Also update comment? (5 identical cases)

> @@ -2368,7 +2368,7 @@ vect_analyze_data_ref_access (struct data_reference *dr)
> 
>    /* Assume this is a DR handled by non-constant strided load case.  */
>    if (TREE_CODE (step) != INTEGER_CST)
> -    return STMT_VINFO_STRIDE_LOAD_P (stmt_info);
> +    return STMT_VINFO_STRIDED_P (stmt_info);

Also update comment?

> diff --git a/gcc/tree-vect-stmts.c b/gcc/tree-vect-stmts.c
> index 2ce6d4d..d268eb0 100644
> --- a/gcc/tree-vect-stmts.c
> +++ b/gcc/tree-vect-stmts.c
> @@ -5013,7 +5025,7 @@ vectorizable_store (gimple stmt, gimple_stmt_iterator *gsi, gimple *vec_stmt,
>    tree dataref_ptr = NULL_TREE;
>    tree dataref_offset = NULL_TREE;
>    gimple ptr_incr = NULL;
> -  int nunits = TYPE_VECTOR_SUBPARTS (vectype);
> +  unsigned int nunits = TYPE_VECTOR_SUBPARTS (vectype);

Unrelated? (though I don't object to it!)

» Material for this exercise
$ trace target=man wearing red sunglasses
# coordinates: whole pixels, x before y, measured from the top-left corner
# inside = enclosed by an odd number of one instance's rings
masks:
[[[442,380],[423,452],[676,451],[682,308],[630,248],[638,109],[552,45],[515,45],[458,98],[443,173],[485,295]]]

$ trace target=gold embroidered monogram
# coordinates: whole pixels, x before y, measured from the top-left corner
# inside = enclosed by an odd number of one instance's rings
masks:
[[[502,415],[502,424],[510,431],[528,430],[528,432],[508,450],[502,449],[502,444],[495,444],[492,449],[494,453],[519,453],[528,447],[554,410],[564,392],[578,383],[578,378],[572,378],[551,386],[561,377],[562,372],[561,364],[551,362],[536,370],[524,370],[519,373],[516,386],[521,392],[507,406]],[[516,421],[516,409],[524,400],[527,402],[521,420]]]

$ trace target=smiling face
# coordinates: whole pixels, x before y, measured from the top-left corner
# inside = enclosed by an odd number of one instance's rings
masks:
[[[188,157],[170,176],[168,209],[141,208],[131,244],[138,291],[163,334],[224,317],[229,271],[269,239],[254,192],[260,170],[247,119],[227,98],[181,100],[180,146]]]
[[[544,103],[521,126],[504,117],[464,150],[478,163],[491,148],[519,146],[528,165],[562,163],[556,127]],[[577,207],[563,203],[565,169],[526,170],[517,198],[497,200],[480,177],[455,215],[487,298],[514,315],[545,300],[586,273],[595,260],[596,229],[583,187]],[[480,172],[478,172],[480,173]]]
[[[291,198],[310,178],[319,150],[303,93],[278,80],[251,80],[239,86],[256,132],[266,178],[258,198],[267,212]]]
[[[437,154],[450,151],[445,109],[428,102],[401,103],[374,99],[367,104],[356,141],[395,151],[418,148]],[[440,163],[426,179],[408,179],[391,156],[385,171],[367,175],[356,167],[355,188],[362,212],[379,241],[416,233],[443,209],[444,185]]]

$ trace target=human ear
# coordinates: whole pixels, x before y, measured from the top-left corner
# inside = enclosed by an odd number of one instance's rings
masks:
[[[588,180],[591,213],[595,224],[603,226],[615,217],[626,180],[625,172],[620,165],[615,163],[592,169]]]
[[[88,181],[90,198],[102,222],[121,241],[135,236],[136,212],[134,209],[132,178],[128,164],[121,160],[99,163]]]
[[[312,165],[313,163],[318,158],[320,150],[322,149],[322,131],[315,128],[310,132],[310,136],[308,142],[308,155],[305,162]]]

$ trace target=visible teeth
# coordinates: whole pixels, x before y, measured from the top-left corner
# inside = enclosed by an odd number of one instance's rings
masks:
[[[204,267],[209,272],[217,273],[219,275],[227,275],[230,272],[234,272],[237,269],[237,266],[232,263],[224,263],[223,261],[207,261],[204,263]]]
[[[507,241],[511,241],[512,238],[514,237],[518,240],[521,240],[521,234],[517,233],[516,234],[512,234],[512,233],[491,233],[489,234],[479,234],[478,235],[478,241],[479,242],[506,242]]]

» Set tasks
• A. List every variable declared in the vectorizable_store hunk of the patch review, naming each variable once.
• B. Extract each line of the records that contains the word "trace".

» Solved problems
• A. dataref_ptr, dataref_offset, ptr_incr, nunits

• B.
$ trace target=man wearing red sunglasses
$ trace target=gold embroidered monogram
$ trace target=smiling face
$ trace target=human ear
$ trace target=visible teeth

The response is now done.